(WORK ITEM) Please copy out the entries below exactly, beginning with the line that contains "Complete each <instance>" and ending with the line that contains "positive clicks: (139, 210)", and include nothing outside that span.

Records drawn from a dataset
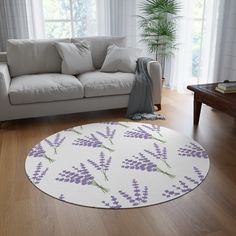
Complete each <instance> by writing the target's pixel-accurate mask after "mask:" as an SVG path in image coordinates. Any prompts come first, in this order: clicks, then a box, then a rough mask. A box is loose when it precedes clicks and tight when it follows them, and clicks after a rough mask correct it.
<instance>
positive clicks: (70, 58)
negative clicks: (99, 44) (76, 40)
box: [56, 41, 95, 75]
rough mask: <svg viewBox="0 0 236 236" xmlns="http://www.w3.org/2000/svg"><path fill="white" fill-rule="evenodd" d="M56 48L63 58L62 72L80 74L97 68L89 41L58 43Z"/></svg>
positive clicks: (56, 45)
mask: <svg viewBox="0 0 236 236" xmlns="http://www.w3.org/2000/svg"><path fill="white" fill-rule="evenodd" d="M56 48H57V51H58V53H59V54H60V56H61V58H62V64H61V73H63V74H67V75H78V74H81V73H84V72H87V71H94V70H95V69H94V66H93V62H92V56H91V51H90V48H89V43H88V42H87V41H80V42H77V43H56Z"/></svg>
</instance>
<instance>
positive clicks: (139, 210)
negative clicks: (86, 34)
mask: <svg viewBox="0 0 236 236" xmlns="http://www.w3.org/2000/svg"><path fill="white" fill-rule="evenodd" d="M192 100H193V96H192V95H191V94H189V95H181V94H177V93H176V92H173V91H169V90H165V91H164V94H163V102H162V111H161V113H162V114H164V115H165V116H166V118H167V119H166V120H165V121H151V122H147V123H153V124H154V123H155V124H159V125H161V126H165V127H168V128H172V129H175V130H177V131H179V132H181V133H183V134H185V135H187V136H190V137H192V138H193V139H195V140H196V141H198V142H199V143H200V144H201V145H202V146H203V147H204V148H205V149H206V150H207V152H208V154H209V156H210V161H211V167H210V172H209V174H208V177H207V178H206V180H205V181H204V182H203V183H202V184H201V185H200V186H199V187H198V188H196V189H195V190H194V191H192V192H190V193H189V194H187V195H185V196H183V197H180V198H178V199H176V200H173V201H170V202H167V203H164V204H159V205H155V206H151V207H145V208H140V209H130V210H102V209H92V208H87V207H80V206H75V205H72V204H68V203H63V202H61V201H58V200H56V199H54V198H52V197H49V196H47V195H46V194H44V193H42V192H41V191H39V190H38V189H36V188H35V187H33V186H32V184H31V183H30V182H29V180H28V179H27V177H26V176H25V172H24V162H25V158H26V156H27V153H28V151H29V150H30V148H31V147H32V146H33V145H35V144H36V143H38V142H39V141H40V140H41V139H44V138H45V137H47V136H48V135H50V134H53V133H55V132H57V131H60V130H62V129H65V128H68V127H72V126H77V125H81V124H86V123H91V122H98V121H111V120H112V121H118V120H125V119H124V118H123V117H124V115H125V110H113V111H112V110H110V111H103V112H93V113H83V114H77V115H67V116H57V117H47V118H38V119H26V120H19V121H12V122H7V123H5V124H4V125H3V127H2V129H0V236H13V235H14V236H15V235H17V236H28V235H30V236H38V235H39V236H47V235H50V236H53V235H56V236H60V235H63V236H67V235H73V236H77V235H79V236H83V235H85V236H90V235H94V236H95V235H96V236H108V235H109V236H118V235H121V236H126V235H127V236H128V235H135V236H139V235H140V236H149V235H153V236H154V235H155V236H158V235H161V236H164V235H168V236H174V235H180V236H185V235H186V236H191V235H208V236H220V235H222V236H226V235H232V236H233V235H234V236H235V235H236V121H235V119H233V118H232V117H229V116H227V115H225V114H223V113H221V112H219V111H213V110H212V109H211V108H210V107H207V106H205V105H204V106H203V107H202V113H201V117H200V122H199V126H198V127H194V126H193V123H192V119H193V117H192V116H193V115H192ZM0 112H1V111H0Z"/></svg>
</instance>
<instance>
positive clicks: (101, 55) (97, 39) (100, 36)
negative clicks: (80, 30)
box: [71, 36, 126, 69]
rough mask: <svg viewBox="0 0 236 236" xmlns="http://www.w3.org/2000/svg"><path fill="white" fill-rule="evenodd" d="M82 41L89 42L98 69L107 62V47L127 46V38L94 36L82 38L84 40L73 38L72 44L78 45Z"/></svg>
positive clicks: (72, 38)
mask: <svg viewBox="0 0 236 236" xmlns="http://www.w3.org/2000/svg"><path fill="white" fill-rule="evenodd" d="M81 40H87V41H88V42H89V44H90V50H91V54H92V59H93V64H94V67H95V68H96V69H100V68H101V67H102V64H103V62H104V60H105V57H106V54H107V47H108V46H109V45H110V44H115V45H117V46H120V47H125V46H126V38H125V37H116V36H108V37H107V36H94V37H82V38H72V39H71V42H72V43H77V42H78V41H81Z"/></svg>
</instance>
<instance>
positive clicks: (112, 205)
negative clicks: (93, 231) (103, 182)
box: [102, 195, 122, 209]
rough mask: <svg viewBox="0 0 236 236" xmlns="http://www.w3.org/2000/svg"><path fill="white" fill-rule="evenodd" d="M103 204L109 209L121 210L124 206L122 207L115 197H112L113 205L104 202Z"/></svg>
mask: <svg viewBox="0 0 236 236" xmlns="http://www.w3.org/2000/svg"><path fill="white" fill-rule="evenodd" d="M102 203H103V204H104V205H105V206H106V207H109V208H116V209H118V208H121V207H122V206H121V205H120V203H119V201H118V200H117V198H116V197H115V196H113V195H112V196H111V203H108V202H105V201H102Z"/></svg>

---

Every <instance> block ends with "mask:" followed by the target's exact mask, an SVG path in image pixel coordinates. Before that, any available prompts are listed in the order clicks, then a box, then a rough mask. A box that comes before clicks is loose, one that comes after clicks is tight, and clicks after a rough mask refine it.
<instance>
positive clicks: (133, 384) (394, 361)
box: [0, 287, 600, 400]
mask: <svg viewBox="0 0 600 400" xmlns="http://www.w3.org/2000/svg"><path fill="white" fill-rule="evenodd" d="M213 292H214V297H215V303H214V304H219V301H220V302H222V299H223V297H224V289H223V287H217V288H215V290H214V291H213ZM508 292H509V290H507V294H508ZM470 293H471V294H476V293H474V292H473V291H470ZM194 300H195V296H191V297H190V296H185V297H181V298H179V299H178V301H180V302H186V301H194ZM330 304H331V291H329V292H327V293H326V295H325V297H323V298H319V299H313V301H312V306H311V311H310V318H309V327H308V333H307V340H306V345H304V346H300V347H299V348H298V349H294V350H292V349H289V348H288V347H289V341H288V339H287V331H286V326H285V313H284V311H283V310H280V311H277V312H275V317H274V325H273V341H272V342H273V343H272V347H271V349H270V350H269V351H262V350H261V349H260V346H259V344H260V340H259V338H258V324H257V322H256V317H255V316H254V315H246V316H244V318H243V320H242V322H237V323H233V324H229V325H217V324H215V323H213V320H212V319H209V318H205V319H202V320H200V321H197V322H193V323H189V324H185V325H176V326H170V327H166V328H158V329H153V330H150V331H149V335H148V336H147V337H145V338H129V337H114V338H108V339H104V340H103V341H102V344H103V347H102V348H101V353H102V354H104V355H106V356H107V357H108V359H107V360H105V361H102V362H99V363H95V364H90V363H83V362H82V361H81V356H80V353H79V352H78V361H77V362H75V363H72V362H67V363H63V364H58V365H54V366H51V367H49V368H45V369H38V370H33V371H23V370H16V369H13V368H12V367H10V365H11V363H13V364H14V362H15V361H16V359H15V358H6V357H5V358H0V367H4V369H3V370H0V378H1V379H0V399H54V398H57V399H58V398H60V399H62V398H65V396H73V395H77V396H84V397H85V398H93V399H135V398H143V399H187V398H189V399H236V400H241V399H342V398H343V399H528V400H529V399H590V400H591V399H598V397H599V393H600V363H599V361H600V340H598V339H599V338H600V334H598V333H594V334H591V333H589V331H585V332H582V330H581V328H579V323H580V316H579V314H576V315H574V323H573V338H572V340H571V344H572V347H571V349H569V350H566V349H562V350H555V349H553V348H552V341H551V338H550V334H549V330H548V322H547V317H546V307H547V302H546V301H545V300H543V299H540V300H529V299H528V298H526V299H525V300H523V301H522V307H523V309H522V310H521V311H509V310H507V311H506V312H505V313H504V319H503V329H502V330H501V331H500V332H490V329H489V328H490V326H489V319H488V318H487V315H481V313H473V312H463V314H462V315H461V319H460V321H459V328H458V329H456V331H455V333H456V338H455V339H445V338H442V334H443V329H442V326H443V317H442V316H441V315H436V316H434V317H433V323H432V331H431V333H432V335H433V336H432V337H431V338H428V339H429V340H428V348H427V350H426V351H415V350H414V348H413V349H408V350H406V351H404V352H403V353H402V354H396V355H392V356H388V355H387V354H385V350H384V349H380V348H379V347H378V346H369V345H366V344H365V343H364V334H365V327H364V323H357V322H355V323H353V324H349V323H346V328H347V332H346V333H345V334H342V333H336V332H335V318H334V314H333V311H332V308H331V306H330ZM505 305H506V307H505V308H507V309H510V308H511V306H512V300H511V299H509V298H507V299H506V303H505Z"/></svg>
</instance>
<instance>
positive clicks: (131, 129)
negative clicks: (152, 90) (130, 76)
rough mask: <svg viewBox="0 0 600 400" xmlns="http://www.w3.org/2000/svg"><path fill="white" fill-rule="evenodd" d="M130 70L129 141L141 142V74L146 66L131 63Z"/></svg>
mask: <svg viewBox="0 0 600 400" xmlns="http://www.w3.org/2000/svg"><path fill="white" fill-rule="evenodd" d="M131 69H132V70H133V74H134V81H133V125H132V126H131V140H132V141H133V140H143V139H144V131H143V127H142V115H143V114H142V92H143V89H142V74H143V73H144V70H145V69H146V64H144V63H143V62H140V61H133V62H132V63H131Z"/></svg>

(SOLVED EXERCISE)
Complete each <instance> by writing the target's pixel-accurate mask after "mask:" as an SVG path in image coordinates. Any prompts come first, in this order: clicks, then a box, then a rough mask. A box is loose when it precedes clicks and tight when it follows them, and clicks after a rough mask correct it.
<instance>
positive clicks: (70, 58)
negative clicks: (99, 44) (76, 40)
box: [56, 41, 95, 75]
rough mask: <svg viewBox="0 0 236 236" xmlns="http://www.w3.org/2000/svg"><path fill="white" fill-rule="evenodd" d="M56 48L63 58L62 72L80 74L97 68L89 41L58 43Z"/></svg>
positive clicks: (56, 45)
mask: <svg viewBox="0 0 236 236" xmlns="http://www.w3.org/2000/svg"><path fill="white" fill-rule="evenodd" d="M56 48H57V51H58V53H59V54H60V56H61V58H62V64H61V73H63V74H67V75H78V74H81V73H84V72H87V71H94V70H95V69H94V66H93V62H92V56H91V51H90V48H89V43H88V42H87V41H80V42H77V43H56Z"/></svg>
</instance>
<instance>
positive clicks: (139, 210)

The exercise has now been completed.